-------- PAGE TEXT --------

II. The good work thus begun at Antioch was carried on to great perfection; and the church, thus founded, grew to be a flourishing one, by the ministry of Barnabas and Saul, who built upon the foundation which the other preachers had laid, and entered into their labours, Jn. 4:37, 38.
1. The church at Jerusalem sent Barnabas thither, to nurse this new-born church, and to strengthen the hands both of preachers and people, and put a reputation upon the cause of Christ there.
(1.) They heard the good news, that the gospel was received at Antioch, v. 22. The apostles there were inquisitive how the work went on in the countries about; and, it is likely, kept up a correspondence with all parts where preachers were, so that tidings of these things, of the great numbers that were converted at Antioch, soon came to the ears of the church that was in Jerusalem. Those that are in the most eminent stations in the church ought to concern themselves for those in a lower sphere.
(2.) They despatched Barnabas to them with all speed; they desired him to go, and assist and encourage these hopeful beginnings. They sent him forth as an envoy from them, and a representative of their whole body, to congratulate them upon the success of the gospel among them, as matter of rejoicing both to preachers and hearers, and with both they rejoiced. He must go as far as Antioch. It was a great way, but, far as it was, he was willing to undertake the journey for a public service. It is probable that Barnabas had a particular genius for work of this kind, was active and conversable, loved to be in motion, and delighted in doing good abroad as much as others in doing good at home, was as much of Zebulun's spirit, who rejoiced in his going out, as others are of Issachar's, who rejoiced in his tent; and, his talent lying this way, he was fittest to be employed in this work. God gives various gifts for various services.

-------- ROWS --------

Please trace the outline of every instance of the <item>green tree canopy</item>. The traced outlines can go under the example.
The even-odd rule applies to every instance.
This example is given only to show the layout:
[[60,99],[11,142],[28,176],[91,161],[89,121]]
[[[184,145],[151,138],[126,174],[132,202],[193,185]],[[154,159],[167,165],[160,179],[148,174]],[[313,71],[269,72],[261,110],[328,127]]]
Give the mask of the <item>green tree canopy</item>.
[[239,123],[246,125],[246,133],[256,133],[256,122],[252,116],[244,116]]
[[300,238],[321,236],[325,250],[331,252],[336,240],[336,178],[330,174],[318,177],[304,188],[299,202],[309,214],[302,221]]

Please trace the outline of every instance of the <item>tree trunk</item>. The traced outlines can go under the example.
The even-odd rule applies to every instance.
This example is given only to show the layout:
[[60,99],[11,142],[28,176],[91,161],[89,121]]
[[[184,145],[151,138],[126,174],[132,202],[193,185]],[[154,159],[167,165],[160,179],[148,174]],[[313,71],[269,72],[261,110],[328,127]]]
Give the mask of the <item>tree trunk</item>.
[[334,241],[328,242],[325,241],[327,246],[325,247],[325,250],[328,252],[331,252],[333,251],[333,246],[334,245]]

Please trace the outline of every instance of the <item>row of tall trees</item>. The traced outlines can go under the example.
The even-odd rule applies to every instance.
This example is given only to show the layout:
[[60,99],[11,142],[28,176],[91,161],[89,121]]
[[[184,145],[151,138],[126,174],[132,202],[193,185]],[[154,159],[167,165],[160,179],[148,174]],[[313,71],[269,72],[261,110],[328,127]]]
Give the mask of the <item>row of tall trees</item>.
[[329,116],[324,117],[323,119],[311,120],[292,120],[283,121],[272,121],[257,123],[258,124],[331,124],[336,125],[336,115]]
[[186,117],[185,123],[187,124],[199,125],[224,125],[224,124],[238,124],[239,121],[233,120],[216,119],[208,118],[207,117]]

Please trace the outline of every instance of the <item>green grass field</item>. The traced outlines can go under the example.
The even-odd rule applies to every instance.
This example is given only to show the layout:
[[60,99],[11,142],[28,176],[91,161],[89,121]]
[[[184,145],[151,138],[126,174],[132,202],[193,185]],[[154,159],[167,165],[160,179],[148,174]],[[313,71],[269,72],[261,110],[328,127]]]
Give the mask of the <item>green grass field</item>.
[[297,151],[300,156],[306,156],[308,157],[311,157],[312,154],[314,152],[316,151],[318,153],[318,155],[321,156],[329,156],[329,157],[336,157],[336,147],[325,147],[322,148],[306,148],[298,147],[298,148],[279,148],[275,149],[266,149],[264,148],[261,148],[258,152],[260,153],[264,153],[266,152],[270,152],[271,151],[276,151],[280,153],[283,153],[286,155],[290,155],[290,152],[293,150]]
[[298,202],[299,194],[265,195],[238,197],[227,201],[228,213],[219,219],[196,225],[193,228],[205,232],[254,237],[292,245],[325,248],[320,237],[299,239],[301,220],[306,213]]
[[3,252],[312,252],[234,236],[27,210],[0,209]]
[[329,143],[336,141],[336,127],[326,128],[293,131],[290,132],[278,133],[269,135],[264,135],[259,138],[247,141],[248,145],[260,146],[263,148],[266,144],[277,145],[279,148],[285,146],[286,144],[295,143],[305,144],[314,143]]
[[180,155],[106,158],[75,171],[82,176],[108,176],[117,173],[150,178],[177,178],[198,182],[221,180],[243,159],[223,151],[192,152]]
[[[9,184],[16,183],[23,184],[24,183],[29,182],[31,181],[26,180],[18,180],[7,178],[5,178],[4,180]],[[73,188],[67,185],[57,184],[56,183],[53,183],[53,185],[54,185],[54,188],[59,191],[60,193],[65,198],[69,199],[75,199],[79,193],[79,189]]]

--------

> **PROBLEM 1**:
Answer these questions from the commentary on Antioch:
(a) Whose ministry made the church at Antioch grow into a flourishing one?
(b) Which church sent Barnabas to Antioch?
(c) Whose spirit, one who rejoiced in his going out, is Barnabas said to share?
> **PROBLEM 2**:
Decide whether each statement agrees with the commentary on Antioch, and support each yes or no with the deciding words quoted from it:
(a) Barnabas was sent from Antioch to Jerusalem.
(b) The journey to Antioch was a short one.
(c) Issachar is described as rejoicing in his tent.
> **PROBLEM 3**: Carry the commentary on Antioch forward from its last sentence.
These lines have no connection to the commentary on Antioch.

> **WRITTEN REPLY 1**:
(a) Barnabas and Saul
(b) The church at Jerusalem
(c) Zebulun's

> **WRITTEN REPLY 2**:
(a) No: "The church at Jerusalem sent Barnabas thither"
(b) No: "It was a great way"
(c) Yes: "as others are of Issachar's, who rejoiced in his tent"

> **WRITTEN REPLY 3**:
(3.) Barnabas was wonderfully pleased to find that the gospel got ground, and that some of his countrymen, men of Cyprus (of which country he was, ch. 4:36) were instrumental in it (v. 23): When he came, and had seen the grace of God, the tokens of God's good-will to the people of Antioch and the evidences of his good work among them, he was glad. He took time to make his observations, and not only in their public worship, but in their common conversations and in their families, he saw the grace of God among them. Where the grace of God is it will be seen, as the tree is known by its fruits; and, where it is seen, it ought to be owned. What we see which is good in any we must call God's grace in them, and give that grace the glory of it; and we ought ourselves to take the comfort of it, and make it the matter of our rejoicing. We must be glad to see the grace of God in others, and the more when we see it where we did not expect it.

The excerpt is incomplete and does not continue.